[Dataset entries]
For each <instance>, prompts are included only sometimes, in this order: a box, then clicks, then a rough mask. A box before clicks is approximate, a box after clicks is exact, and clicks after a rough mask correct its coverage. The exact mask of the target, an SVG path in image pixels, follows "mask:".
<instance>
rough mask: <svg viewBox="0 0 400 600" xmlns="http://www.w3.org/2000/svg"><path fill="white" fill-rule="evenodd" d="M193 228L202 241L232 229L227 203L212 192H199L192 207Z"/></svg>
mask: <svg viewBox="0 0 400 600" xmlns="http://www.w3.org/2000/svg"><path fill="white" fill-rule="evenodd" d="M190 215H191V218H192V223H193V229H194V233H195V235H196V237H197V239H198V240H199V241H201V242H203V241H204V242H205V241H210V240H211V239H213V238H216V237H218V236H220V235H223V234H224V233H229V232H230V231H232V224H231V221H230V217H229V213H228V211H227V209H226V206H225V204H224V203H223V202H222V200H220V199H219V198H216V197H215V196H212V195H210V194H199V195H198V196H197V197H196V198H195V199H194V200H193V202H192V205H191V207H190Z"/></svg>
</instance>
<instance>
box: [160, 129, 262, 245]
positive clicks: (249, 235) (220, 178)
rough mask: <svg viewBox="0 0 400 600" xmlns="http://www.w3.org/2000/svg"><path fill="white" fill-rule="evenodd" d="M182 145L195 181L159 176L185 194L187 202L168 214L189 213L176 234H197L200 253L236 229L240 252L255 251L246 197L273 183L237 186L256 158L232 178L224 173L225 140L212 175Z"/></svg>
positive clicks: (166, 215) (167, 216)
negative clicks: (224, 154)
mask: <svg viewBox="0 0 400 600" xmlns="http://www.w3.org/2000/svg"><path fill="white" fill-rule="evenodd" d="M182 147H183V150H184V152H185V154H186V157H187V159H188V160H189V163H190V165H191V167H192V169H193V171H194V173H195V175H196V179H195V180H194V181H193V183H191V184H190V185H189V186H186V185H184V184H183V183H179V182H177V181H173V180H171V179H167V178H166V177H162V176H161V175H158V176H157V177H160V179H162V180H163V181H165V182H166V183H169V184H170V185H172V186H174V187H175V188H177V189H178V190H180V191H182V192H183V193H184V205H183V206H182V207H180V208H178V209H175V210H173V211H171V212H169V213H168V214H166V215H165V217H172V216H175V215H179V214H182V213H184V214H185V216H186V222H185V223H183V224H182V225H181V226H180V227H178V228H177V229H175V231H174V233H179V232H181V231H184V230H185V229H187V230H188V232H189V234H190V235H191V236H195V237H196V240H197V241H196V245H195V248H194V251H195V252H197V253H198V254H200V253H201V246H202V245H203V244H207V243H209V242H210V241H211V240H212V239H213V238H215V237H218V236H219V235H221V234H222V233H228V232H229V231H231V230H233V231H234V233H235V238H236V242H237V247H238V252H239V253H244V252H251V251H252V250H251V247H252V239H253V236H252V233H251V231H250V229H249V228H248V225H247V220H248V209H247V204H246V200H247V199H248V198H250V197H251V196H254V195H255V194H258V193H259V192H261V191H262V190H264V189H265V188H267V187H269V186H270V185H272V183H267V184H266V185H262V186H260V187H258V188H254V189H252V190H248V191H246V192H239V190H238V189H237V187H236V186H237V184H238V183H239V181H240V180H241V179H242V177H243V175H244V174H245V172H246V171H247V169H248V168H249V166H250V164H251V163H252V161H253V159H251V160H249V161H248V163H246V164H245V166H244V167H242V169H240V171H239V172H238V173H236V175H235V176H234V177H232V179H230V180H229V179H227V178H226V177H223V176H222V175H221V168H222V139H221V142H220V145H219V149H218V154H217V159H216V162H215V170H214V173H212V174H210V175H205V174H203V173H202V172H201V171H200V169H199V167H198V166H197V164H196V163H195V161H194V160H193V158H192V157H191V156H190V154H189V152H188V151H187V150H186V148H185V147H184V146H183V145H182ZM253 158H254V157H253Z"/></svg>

...

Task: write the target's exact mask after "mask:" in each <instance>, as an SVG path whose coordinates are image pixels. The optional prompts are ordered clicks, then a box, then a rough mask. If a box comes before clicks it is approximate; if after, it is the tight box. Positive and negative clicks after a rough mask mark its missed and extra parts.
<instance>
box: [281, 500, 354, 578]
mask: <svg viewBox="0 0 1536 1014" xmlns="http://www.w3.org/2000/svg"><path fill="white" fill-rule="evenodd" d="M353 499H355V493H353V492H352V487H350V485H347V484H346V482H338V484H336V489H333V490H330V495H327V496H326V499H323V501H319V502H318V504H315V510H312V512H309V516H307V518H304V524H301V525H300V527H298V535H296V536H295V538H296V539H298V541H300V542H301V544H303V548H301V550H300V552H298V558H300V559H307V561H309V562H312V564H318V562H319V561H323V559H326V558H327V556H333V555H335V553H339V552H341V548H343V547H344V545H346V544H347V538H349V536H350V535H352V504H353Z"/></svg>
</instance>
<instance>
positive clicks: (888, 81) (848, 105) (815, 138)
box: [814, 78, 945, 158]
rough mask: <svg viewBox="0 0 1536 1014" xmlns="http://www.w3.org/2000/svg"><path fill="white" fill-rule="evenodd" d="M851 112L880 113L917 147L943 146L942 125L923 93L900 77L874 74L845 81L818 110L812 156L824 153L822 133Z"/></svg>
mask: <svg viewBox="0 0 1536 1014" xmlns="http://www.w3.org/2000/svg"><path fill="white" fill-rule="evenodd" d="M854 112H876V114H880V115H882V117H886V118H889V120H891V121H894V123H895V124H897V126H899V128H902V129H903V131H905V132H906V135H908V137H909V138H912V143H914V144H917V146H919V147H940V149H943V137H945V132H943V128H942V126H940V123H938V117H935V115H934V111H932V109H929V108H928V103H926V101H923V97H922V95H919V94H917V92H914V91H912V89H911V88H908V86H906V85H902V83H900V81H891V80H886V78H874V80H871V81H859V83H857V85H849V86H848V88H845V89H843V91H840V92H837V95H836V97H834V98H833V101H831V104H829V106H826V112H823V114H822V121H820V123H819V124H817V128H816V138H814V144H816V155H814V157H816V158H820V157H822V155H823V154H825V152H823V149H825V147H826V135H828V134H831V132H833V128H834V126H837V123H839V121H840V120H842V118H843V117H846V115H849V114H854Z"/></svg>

...

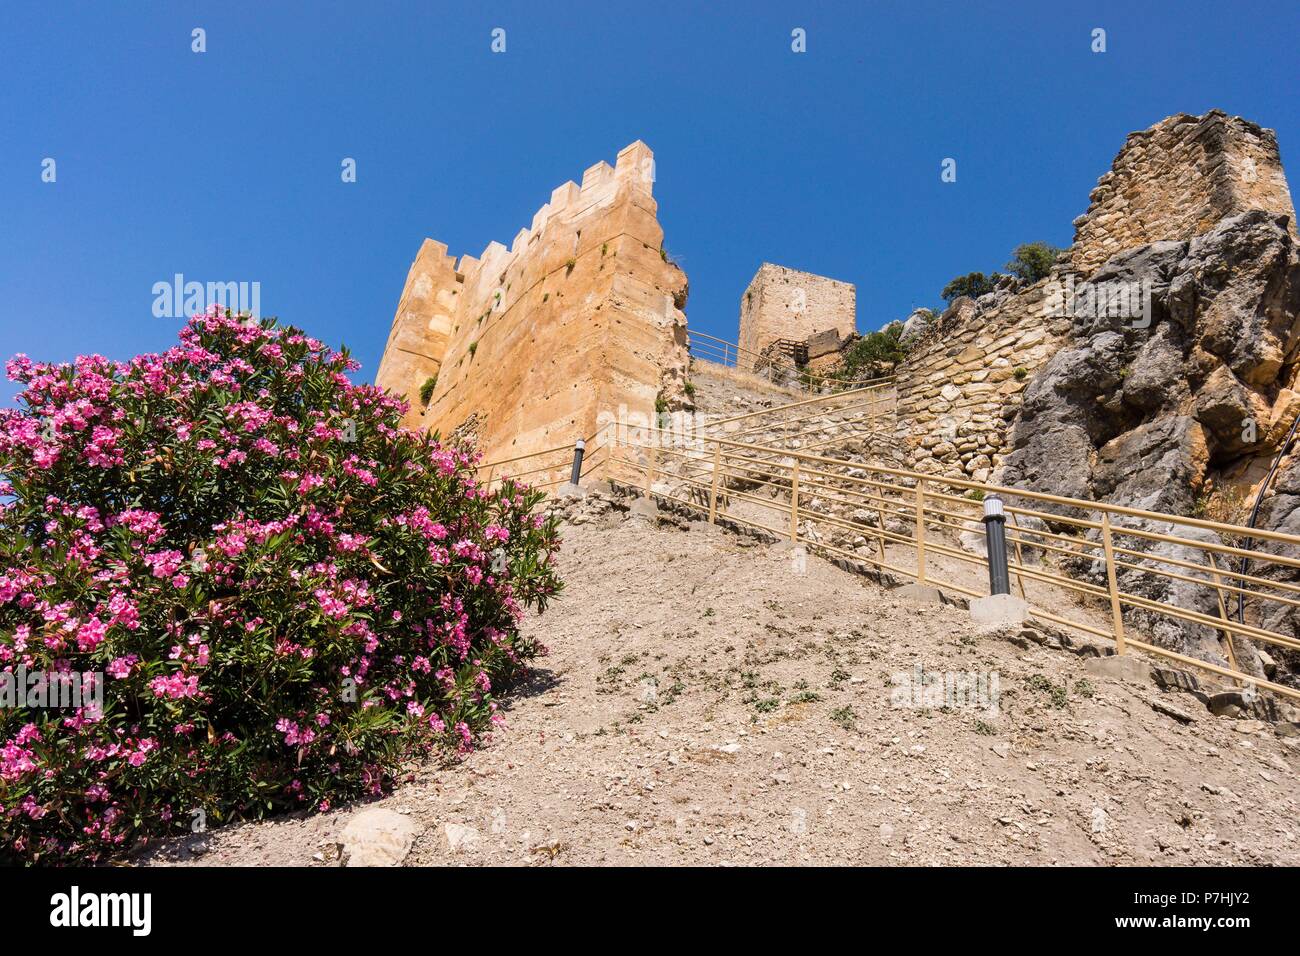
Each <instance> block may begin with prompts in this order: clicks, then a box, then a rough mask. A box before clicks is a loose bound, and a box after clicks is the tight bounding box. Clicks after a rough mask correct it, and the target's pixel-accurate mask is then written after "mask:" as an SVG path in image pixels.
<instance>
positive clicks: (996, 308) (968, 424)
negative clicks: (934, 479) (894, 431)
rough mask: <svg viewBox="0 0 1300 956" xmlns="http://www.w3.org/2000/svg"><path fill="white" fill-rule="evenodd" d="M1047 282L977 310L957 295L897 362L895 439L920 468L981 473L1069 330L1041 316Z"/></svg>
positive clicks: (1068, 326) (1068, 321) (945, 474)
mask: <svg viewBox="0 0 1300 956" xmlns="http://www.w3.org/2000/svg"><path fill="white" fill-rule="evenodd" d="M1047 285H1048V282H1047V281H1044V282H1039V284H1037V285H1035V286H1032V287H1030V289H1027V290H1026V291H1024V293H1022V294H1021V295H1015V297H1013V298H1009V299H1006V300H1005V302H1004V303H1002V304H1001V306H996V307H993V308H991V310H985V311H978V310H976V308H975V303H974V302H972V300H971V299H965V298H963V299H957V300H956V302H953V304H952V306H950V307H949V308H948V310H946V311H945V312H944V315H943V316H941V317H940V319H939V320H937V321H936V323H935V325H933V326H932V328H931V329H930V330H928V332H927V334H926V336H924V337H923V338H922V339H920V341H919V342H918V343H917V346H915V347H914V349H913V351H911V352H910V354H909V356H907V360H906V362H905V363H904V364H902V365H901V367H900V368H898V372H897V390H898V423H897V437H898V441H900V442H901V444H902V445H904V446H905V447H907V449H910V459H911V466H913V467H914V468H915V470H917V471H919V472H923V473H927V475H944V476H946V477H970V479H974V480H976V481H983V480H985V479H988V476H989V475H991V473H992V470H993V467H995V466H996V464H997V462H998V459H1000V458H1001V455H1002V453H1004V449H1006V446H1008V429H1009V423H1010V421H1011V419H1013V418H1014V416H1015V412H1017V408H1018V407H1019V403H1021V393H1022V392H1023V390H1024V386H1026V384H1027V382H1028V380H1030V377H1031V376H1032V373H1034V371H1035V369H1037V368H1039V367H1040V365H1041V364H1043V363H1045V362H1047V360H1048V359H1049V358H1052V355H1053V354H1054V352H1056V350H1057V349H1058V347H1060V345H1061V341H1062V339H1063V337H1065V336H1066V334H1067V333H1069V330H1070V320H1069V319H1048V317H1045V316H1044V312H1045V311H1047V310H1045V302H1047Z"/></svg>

* _Task prompt_
Please make an exact copy of the lines above from the line with "box: [160, 129, 262, 245]" through the line with "positive clicks: (166, 215) (167, 216)", both ends included.

* _The completed task_
box: [160, 129, 262, 245]
positive clicks: (249, 235) (220, 178)
rough mask: <svg viewBox="0 0 400 600" xmlns="http://www.w3.org/2000/svg"><path fill="white" fill-rule="evenodd" d="M182 145L195 181L159 176L185 194L187 202L168 214L189 213L176 234H197L200 253L236 229L240 252L255 251L246 197L273 183L237 186L256 158L232 178L224 173L225 140L212 175Z"/></svg>
positive clicks: (166, 215) (167, 216)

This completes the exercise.